それぞれの考えを正直に伝えあい、お互いを理解しようとする。

そんなコミュニケーションをいとわないからこそ、いい関係性が育まれていくのだと、チューリップ不動産を取材して思いました。

チューリップ不動産は、女性専用のシェアハウスを運営している会社です。

女性がより良く暮らすために、どんな環境を提供できるだろう。

時代に合ったシェアハウスのあり方を、15年間、常に考え続けてきました。

ここで、ともにシェアハウスを運営していく新しい仲間を探しています。

 

都営大江戸線・練馬駅を出て、歩くこと5分。

住宅街の中に、赤いチューリップ模様の看板が見えてきた。

ここがチューリップ不動産のオフィス。

最初に代表の水谷さんに話を伺う。こちらの質問に一つひとつ丁寧に答えてくれるのが印象的。

* データ部分
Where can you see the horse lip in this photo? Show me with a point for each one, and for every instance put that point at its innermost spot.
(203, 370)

* 作業一覧
**1)** チューリップ不動産の取材記事のうち、「それぞれの考えを正直に伝えあい、お互いを理解しようとする。」から「ここで、ともにシェアハウスを運営していく新しい仲間を探しています。」までの範囲を、一字一句変えずに抜き出して返してください。
**2)** チューリップ不動産の取材記事の続きを補ってください。記事の最後の文の直後から書き始めてください。

* 最終回答
**1)**
それぞれの考えを正直に伝えあい、お互いを理解しようとする。

そんなコミュニケーションをいとわないからこそ、いい関係性が育まれていくのだと、チューリップ不動産を取材して思いました。

チューリップ不動産は、女性専用のシェアハウスを運営している会社です。

女性がより良く暮らすために、どんな環境を提供できるだろう。

時代に合ったシェアハウスのあり方を、15年間、常に考え続けてきました。

ここで、ともにシェアハウスを運営していく新しい仲間を探しています。

**2)**
「子どもの妊娠とともに、独立することを決めました。不動産会社の営業をしていた当時は、育休をたっぷりとるということはできなかった時代で」

子育てする時間を大切にしたいと、組織を離れ、起業する。

独立したてで育児しながら、両立できる事業って何だろう。

そう考えたときに思い浮かんだアイデアが、女性専用のシェアハウスだった。

「当時はまだ、日本において暮らしをシェアするという考え方はほとんど広まっていなくて。日本では主に外国人のあいだでメジャーなゲストハウスの形態を、日本の女性のために使いやすく再構築して世に出したらどうだろうと思ったんです」

水谷さん自身、東京に暮らすなかで感じてきた女性としてのハンデを、少しでも和らげたいという想いがあったそう。

今のようにポータルサイトはなく、マーケットも形成されていない状況の中、自分でホームページをつくったり、壁紙を貼ったり、一つひとつ手づくりしていった。

都心を中心に、今では19軒のシェアハウスを運営している。

「シェアハウスの業界としても市場は成長を続けています。ただ我々は、事業の拡大を目的にしているわけではなくて」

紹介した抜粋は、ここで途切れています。